Natural-language object grounding data:
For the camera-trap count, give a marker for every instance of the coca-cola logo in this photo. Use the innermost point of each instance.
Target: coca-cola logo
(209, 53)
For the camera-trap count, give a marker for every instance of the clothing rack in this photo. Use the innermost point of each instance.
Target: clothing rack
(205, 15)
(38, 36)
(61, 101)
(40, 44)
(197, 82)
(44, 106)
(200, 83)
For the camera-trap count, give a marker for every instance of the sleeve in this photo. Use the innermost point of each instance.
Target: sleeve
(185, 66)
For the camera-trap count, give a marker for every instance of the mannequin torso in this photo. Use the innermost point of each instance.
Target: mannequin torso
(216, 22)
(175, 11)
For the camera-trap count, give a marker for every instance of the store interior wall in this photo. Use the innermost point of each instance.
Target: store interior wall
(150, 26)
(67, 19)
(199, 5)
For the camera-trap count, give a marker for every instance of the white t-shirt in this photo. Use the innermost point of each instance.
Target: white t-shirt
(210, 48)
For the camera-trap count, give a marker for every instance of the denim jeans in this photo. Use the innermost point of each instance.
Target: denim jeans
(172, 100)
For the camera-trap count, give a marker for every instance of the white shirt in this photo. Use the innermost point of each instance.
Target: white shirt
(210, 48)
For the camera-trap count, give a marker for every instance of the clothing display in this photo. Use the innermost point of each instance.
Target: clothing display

_AIM OF THE EXERCISE:_ In the entries above, some lines may contain the string "display"; report how many, without additional comment.

_RESULT OF THIS EXERCISE:_ 2